BEGIN INPUT RECORDS

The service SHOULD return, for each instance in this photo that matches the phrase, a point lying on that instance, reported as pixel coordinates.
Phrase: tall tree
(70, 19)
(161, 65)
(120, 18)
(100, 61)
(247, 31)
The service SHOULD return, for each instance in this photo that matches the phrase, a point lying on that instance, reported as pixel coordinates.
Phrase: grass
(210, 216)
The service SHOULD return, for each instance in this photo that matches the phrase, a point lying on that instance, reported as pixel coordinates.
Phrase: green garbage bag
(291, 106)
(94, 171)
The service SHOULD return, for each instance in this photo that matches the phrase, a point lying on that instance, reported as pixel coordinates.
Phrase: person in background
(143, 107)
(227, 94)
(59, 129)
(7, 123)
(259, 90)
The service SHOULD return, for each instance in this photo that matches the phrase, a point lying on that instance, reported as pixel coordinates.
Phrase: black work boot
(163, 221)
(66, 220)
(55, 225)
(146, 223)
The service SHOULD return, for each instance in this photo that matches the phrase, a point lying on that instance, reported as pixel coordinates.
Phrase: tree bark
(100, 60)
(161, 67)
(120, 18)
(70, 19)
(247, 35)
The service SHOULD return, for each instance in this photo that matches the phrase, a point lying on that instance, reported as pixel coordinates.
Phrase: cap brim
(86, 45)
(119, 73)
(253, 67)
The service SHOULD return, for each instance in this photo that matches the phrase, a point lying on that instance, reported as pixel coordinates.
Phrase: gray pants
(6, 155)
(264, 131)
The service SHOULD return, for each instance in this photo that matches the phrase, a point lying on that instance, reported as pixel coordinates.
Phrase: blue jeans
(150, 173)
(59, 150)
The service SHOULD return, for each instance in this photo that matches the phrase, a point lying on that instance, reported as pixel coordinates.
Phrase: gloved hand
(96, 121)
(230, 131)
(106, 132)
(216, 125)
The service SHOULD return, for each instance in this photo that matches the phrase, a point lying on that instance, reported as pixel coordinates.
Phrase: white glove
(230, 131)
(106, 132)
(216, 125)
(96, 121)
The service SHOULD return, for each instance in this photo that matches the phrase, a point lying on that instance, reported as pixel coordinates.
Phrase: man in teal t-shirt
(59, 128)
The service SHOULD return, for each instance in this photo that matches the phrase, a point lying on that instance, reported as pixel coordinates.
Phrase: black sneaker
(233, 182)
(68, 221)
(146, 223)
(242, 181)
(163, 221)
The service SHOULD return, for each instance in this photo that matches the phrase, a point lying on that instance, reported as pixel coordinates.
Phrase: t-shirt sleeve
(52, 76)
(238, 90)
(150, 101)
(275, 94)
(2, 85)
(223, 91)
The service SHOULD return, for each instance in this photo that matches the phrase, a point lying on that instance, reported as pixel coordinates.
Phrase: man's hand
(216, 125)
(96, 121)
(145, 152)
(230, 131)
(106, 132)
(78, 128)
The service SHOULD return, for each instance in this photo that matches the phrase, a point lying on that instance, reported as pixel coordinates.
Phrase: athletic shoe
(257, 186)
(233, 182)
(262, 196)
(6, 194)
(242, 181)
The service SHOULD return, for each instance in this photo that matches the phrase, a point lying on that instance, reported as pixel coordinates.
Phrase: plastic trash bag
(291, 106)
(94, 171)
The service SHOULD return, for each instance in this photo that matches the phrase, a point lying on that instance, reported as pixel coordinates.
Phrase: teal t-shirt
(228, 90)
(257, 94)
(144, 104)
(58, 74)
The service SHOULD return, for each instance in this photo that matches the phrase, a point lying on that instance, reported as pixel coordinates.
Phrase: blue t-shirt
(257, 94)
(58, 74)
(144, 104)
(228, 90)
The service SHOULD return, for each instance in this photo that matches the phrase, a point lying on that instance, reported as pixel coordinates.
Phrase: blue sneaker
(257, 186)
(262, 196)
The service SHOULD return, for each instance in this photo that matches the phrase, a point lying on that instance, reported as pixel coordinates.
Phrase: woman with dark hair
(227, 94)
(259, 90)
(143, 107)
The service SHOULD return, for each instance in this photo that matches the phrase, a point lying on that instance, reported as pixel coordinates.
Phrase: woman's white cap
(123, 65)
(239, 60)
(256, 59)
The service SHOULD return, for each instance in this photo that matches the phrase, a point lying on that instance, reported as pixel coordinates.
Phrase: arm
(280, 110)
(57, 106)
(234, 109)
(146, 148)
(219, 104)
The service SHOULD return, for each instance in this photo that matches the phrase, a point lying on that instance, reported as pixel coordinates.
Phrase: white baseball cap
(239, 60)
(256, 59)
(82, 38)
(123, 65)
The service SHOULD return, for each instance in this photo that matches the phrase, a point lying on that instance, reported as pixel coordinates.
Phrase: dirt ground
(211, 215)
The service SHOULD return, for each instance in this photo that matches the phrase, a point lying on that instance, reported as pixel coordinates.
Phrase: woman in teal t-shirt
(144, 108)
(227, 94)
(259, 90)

END INPUT RECORDS

EXERCISE:
Your answer should be the full set of records, printed exactly.

ANSWER SPACE:
The service SHOULD return, for each instance in this photo that matches the phrase, a point lying on that instance, reported as pixel coordinates.
Phrase: tall tree
(70, 19)
(161, 65)
(120, 18)
(100, 61)
(247, 31)
The service SHOULD return, for each instance in this photo that matches the phrase, a point lying on that instance, reported as pixel coordinates.
Phrase: grass
(210, 216)
The service SHOULD return, for each instance in this photo that matches the phrase, a point lying on that instance, reported as pixel coordinates.
Phrase: green garbage bag
(291, 106)
(94, 171)
The service SHOULD return, for each instance in this photo that matches the phrase, a point lying on that instance, reported as pixel coordinates.
Phrase: person in background
(143, 107)
(227, 94)
(59, 129)
(7, 123)
(259, 90)
The service SHOULD return, for each instance in this photo that matches the phrase, a point lying on that instance, reported as pixel coordinates.
Phrase: black work boot
(163, 221)
(66, 220)
(55, 225)
(146, 223)
The service SHOULD return, for each instance in this photo that matches the phrase, a point lying on that instance, reported as pixel coordinates.
Phrase: tree bark
(100, 60)
(161, 67)
(120, 18)
(70, 19)
(247, 35)
The service SHOULD return, for each instance in this photo that matches the phrase, a point lying on that instance, reported as pixel coordinates.
Phrase: cap brim
(86, 45)
(119, 73)
(253, 67)
The service SHOULD return, for each instance in this photo that matches the phrase, a point lying on that instance, reported as pixel coordinates.
Phrase: gray pants
(6, 155)
(264, 131)
The service SHOULD return, for each instance in this photo that matches the phrase, a point lying on that instance, reported as pixel coordinates.
Phrase: blue jeans
(150, 173)
(59, 150)
The service SHOULD return, for each instance in this photo that matches the phrase, a point lying on that instance, reported as pixel coordinates.
Phrase: gloved hand
(96, 121)
(230, 131)
(106, 132)
(216, 125)
The service SHOULD return, for each instance in this photo that matches the phrase, a point lying on that instance, reported as pixel coordinates.
Phrase: white glove
(230, 131)
(106, 132)
(216, 125)
(96, 121)
The service SHOULD return, for each instance in this photo that matches the phrase, a point lying on that instance, reported as pixel coordinates.
Phrase: man in teal t-shirt
(59, 128)
The service SHOULD return, for each instance in this photo that matches the phrase, a point lying on that instance, reported as pixel coordinates.
Phrase: black sneaker
(233, 182)
(68, 221)
(146, 223)
(242, 181)
(163, 221)
The service SHOULD return, for each instance in this photo that matches the phrase, a point lying on that instance, reported as pixel coordinates.
Phrase: t-shirt sleeve
(52, 76)
(238, 90)
(150, 101)
(275, 94)
(2, 85)
(223, 91)
The service SHOULD return, for each instance in this photo that matches the phrase, a point lying on that instance, reported as pixel coordinates.
Phrase: man's hand
(216, 125)
(96, 121)
(145, 152)
(230, 131)
(106, 132)
(78, 128)
The service SHOULD return, for each instance in this photo that matches the phrase, a point lying on that instance, reported as pixel coordinates.
Phrase: athletic shoe
(257, 186)
(233, 182)
(262, 196)
(6, 194)
(242, 181)
The service SHOULD return, for each instance in this photo that matches the phrase, a point lying on that instance, reported as pixel coordinates.
Phrase: plastic trash bag
(291, 106)
(94, 171)
The service SHOULD return, for each instance in this photo that matches the phrase, a point lying on that instance, reported as pixel coordinates.
Phrase: teal t-shirt
(228, 90)
(257, 94)
(144, 104)
(58, 74)
The service SHOULD return, for each instance in this photo that matches the phrase, a point lying on that instance, reported as pixel coordinates.
Phrase: blue t-shirt
(257, 94)
(58, 74)
(144, 104)
(228, 90)
The service SHOULD return, for each instance in this photo that matches the phrase, a point lying on that instance, reported as pixel coordinates.
Phrase: blue sneaker
(257, 186)
(262, 196)
The service SHOULD return, for each instance in this photo that matches the phrase, a point lying on that instance, reported as pixel coordinates.
Phrase: woman with dark hair
(227, 94)
(259, 90)
(143, 107)
The service SHOULD return, for each instance in this photo that matches the phrase, a point lying on that instance, reported as pixel coordinates.
Phrase: woman's white cap
(123, 65)
(239, 60)
(256, 59)
The service SHOULD return, for each instance in this photo that matches the phrase, a point lying on that instance, reported as pixel coordinates.
Phrase: arm
(280, 110)
(57, 106)
(234, 109)
(146, 148)
(219, 104)
The service SHOULD return, for each instance in this photo that matches the phrase, a point lying on that instance, reported as pixel coordinates.
Phrase: white baseball cap
(239, 60)
(256, 59)
(82, 38)
(123, 65)
The service SHOULD return, for each instance in this photo that matches the phrase, a point lying on that instance, reported as pixel coordinates.
Phrase: dirt ground
(211, 215)
The service SHOULD return, for each instance in this photo that matches the phrase, a point lying on that instance, reported as pixel coordinates.
Phrase: woman in teal t-shirt
(144, 108)
(227, 94)
(259, 90)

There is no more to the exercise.